Copy out the listing word for word, from its first line through the line containing "12 30 120 44", including that line.

----------

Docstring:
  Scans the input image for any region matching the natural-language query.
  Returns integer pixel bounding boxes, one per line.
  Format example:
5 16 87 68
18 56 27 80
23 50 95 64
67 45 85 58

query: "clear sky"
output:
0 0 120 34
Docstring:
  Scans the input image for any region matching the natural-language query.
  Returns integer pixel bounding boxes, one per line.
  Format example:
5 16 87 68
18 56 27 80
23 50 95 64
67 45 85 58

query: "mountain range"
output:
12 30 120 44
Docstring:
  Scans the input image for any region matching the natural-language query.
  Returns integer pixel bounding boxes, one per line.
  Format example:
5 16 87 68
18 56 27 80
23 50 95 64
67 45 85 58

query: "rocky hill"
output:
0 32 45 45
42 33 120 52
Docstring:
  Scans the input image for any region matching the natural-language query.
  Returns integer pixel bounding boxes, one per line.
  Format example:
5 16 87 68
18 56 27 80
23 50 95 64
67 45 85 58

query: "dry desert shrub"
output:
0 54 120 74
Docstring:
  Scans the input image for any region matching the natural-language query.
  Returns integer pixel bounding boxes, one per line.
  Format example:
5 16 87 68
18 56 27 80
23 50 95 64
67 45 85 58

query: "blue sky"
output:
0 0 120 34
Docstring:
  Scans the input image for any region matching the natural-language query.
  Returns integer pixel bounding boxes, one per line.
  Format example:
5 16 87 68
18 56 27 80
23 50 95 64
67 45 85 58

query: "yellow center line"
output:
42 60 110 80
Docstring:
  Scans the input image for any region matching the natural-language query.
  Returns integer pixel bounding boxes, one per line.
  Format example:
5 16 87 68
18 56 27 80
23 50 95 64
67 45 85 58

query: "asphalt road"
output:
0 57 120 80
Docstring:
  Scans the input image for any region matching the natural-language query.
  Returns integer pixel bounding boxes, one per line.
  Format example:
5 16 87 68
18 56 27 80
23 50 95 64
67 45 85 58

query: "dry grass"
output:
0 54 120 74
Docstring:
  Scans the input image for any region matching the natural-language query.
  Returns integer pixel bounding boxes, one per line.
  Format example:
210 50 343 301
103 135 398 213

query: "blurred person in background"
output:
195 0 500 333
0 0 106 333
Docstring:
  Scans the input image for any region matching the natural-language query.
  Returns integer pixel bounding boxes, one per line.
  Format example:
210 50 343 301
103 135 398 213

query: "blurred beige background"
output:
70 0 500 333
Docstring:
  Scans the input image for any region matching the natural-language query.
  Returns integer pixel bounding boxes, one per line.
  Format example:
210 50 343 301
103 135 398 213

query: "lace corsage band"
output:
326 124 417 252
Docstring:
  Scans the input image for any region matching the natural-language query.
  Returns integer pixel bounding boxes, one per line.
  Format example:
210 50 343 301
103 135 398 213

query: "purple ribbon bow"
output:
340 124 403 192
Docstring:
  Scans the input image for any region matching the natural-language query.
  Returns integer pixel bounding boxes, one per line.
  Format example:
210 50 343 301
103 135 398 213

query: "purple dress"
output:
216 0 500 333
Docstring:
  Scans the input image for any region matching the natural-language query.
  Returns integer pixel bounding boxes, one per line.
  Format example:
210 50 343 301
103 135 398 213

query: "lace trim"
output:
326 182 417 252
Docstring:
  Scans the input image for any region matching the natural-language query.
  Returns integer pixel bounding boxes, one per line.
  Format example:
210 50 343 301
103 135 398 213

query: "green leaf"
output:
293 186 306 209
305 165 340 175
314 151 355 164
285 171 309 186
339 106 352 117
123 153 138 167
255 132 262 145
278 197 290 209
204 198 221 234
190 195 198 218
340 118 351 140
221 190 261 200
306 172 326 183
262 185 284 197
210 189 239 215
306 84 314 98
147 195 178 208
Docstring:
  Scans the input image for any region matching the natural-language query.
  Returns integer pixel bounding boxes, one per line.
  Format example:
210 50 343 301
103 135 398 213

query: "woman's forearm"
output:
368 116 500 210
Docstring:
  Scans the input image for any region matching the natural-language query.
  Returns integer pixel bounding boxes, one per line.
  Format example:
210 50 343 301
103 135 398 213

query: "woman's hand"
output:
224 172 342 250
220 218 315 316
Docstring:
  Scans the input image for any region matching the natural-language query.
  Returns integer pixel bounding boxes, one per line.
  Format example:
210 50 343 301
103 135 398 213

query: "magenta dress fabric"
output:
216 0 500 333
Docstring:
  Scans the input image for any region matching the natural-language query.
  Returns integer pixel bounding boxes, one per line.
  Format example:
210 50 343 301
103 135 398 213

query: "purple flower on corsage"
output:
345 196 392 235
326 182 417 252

----------

◆ Finished exercise
Docstring:
  Scans the input image for any region matching the natural-language query.
  Returns integer pixel bounding boxes, one per line.
  Format example:
5 16 87 68
18 56 27 80
23 50 95 64
67 45 85 58

query: "clear sky"
output:
0 0 120 34
Docstring:
  Scans the input image for any region matching the natural-language query.
  Returns integer pixel bounding boxes, one per line.
  Format example:
5 16 87 68
18 56 27 80
23 50 95 64
67 45 85 58

query: "mountain range"
output:
12 30 120 44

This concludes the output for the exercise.